Records from a data source
--------------------------------------------------

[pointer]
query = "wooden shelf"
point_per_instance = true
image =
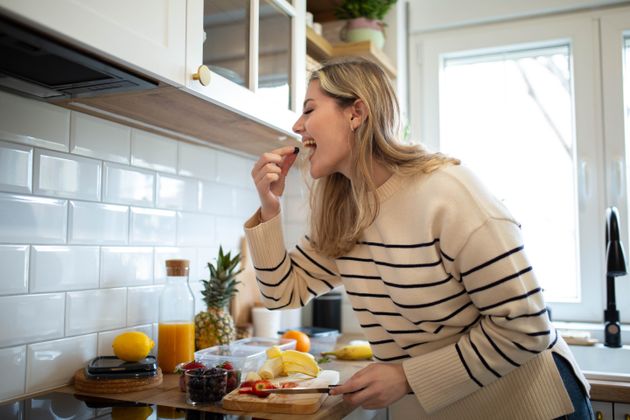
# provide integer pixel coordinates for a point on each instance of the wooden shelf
(320, 49)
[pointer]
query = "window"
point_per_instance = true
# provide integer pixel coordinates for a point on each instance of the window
(525, 105)
(508, 116)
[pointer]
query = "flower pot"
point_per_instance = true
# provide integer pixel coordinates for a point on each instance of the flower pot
(362, 29)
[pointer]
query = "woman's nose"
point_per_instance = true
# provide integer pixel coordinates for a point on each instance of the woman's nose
(298, 127)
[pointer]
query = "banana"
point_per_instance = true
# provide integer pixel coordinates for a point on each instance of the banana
(272, 368)
(296, 361)
(352, 352)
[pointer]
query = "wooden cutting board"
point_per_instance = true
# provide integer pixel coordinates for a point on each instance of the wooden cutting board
(287, 404)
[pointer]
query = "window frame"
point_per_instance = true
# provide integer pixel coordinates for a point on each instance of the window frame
(581, 29)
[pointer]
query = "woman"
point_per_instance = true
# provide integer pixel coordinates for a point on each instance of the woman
(433, 265)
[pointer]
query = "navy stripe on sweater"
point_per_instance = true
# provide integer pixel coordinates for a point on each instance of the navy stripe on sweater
(272, 268)
(383, 245)
(498, 282)
(388, 264)
(492, 261)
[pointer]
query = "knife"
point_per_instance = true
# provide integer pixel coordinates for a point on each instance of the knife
(323, 390)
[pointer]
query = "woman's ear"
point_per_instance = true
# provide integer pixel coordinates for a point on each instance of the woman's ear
(358, 113)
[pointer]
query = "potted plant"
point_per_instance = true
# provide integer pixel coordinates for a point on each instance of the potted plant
(364, 20)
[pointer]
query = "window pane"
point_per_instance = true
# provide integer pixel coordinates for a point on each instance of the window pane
(275, 55)
(509, 117)
(226, 48)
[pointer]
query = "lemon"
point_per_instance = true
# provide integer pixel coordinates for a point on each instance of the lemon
(132, 346)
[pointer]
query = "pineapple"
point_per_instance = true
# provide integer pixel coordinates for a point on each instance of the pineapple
(215, 325)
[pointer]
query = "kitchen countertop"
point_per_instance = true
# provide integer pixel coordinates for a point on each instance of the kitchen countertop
(168, 394)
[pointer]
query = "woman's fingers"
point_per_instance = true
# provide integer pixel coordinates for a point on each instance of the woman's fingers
(269, 174)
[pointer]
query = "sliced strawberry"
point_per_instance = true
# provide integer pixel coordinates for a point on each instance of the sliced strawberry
(260, 387)
(193, 365)
(226, 365)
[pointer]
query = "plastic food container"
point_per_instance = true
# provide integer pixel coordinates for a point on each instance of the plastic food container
(205, 386)
(322, 339)
(246, 355)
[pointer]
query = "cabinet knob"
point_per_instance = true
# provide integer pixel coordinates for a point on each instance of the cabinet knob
(203, 75)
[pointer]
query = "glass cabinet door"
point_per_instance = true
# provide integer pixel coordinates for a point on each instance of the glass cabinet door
(274, 54)
(249, 43)
(226, 25)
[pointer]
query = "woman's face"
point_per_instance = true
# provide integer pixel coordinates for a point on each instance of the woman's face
(325, 131)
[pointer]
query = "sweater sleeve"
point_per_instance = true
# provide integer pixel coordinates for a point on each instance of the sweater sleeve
(512, 328)
(287, 279)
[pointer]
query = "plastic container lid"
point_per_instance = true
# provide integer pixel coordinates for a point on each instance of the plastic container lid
(314, 332)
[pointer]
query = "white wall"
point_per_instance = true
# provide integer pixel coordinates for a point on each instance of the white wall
(89, 211)
(429, 15)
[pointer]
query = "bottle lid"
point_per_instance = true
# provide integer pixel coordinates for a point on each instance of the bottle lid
(177, 267)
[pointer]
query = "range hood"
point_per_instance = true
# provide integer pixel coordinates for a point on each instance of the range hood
(37, 66)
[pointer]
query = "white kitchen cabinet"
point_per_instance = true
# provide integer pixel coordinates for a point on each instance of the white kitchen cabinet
(255, 52)
(603, 410)
(622, 411)
(148, 36)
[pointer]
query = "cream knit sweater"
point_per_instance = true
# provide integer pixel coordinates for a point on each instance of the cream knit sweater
(440, 283)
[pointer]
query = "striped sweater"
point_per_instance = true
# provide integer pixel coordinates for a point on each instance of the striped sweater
(439, 282)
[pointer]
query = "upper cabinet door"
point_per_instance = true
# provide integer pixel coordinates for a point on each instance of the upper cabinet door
(146, 35)
(255, 51)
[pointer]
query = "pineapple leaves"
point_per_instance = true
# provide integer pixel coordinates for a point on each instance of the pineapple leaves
(221, 286)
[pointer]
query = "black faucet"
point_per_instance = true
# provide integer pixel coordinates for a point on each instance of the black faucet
(615, 266)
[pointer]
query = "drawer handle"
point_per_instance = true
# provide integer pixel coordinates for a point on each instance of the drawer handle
(203, 75)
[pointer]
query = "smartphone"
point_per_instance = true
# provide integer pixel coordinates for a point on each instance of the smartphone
(120, 374)
(114, 365)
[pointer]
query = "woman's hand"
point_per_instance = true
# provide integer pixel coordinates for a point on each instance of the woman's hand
(375, 386)
(269, 174)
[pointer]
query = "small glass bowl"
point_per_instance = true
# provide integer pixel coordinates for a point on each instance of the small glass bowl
(205, 386)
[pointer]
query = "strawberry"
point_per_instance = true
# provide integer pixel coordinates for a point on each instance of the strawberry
(226, 365)
(260, 387)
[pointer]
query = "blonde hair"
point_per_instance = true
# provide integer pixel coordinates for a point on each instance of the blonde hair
(342, 208)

--------------------------------------------------

Leaving all pictures aside, quote each record exactly.

[pointer]
query = "wooden shelf"
point_per_instance = true
image =
# provide integer pixel coordinates for a point on each instance of the wooden shelf
(320, 49)
[pointer]
query = "window"
point_per_instance = true
# provide integer pixel coordinates for a point on each instance of the window
(525, 105)
(508, 116)
[pointer]
query = "flower pot"
point_per_instance = true
# provide integer pixel coordinates for a point on each instance of the flower pot
(362, 29)
[pointer]
query = "woman's nose"
point_per_instance = true
# provide integer pixel coordinates for a point on each instance of the woman's nose
(298, 127)
[pointer]
query = "banana"
point_per_instance = true
# provide integer pixel coordinates for a point on each instance of the banana
(272, 368)
(296, 361)
(352, 352)
[pointer]
query = "wooden cutting board"
point_per_instance = true
# provide integer pixel coordinates for a point on each instance of the wooden cutting board
(287, 404)
[pointer]
query = "window frame"
point_per_instance = true
# provide integer pixel coordinates for a point on each instance of the window frame
(581, 29)
[pointer]
query = "woman"
point_per_instance = true
# provide integer pixel coordinates for a point on each instance of the woman
(433, 265)
[pointer]
query = "navy stripe on sweater"
point_per_instance = true
# provide integer pixel coordinates for a point on each instance of the navy stripe on sweater
(272, 268)
(383, 245)
(498, 282)
(388, 264)
(492, 261)
[pointer]
query = "knife"
point_per_instance = true
# provide integer pixel coordinates for a point on each instance of the knife
(323, 390)
[pointer]
query = "woman's ear"
point_per_instance = true
# provide integer pixel coordinates for a point on each instance of the woman's ear
(358, 113)
[pointer]
query = "potted plant"
point_per_instance = true
# provide integer pixel coordinates for a point on each instance of the potted plant
(364, 20)
[pointer]
query = "window pane"
point_per_instance = true
# provide integer pixel coordinates for a point on each instance of the window pane
(275, 55)
(509, 117)
(226, 48)
[pointer]
query = "lemon"
point_per_instance = true
# provide integer pixel coordinates for a point on each instance of the lemon
(132, 346)
[pointer]
query = "pineapple"
point_per_instance = true
# provide integer pixel coordinates for a point on each instance of the pineapple
(215, 325)
[pointer]
query = "kitchen countertop"
point_per_instance = true
# provide integer pixel coordinates for a point on each instance of the kitchen countertop
(168, 394)
[pointer]
query = "woman's fingers"
point_per_instance = true
# provide integer pixel coordinates for a point on each instance of the woman's fingers
(269, 174)
[pointer]
query = "sliced strawberry"
point_per_instance = true
# provide integer pixel coordinates for a point on each instance of the sliced strawberry
(260, 387)
(193, 365)
(226, 365)
[pointer]
query = "plastic food container"
point_per_instance = true
# provide integer pixel coordinates for a point on each instance of the plastic food container
(205, 386)
(322, 339)
(246, 355)
[pointer]
query = "cabinet knob"
point_per_instance = true
# provide integer pixel coordinates for a point on each instance of the cabinet knob
(203, 75)
[pointer]
query = "glass cabinet door"
point_per_instance = true
# provide integer pixel coordinates for a point on each instance of the glass cabinet door
(274, 54)
(249, 43)
(226, 25)
[pointer]
query = "woman's face"
point_per_instance = true
# provide integer pixel coordinates for a point on each instance of the woman's face
(325, 131)
[pointer]
query = "sweater sleeve"
point_per_instance = true
# provide integer pixel coordinates for a point on each instance of the sweater sleeve
(512, 328)
(287, 279)
[pointer]
query = "plastic container lid"
point_per_instance = true
# provide integer pixel coordinates for a point on each instance of the plastic container lid
(314, 332)
[pointer]
query = "white wall"
point_per_instance = true
# provide integer pixel coordinates for a point on each instance of the white wall
(89, 211)
(429, 15)
[pointer]
query = "bottle lid"
point_per_instance = true
# provide integer pixel coordinates for a point on each instance of the bottle lid
(177, 267)
[pointer]
query = "range hood"
point_per_instance = true
# provide integer pixel coordinates for a point on each instance of the range hood
(37, 66)
[pointer]
query = "white kitchen cabinet"
point_per_instance = true
# provide integer pixel coordinates for a point on each instance of the white kitchen cabinet
(255, 52)
(603, 410)
(622, 411)
(148, 36)
[pointer]
query = "cream knit sweater"
point_per_instance = true
# provide integer pixel coordinates for a point on each instance of the cream knit sweater
(440, 283)
[pointer]
query = "striped sweater"
point_per_instance = true
# provide integer pixel coordinates for a point on each instance of the striped sweater
(439, 282)
[pointer]
query = "upper cabinet door"
point_per_instance = true
# provide integer pixel coordinates for a point on each instance of the upper cabinet door
(146, 35)
(255, 51)
[pointer]
query = "pineapple leaves"
point_per_instance = true
# provide integer pixel coordinates for a point on each instance of the pineapple leaves
(221, 286)
[pointer]
query = "black faucet"
point_per_instance = true
# provide integer pixel coordinates for a point on each instance of the black faucet
(615, 266)
[pointer]
query = "drawer handle"
point_per_instance = true
# provide integer pixel coordinates for a point on each instance of the drawer handle
(203, 75)
[pointer]
query = "smartphone"
point_per_instance = true
# provide integer pixel coordinates for a point on each instance of the smartphone
(120, 374)
(114, 365)
[pointer]
query = "woman's hand"
point_per_instance = true
# provide integer pixel coordinates for a point on each instance of the woman's hand
(375, 386)
(269, 174)
[pointer]
query = "small glass bowl"
point_per_instance = true
# provide integer pixel coordinates for a point on each instance of the small glass bowl
(205, 386)
[pointer]
query = "strawberry"
point_per_instance = true
# provide integer pixel coordinates for a point on each instance of the strawberry
(226, 365)
(260, 387)
[pointer]
query = "blonde hair"
point_per_instance = true
# provide integer pixel coordinates for a point on each instance of the blonde hair
(342, 208)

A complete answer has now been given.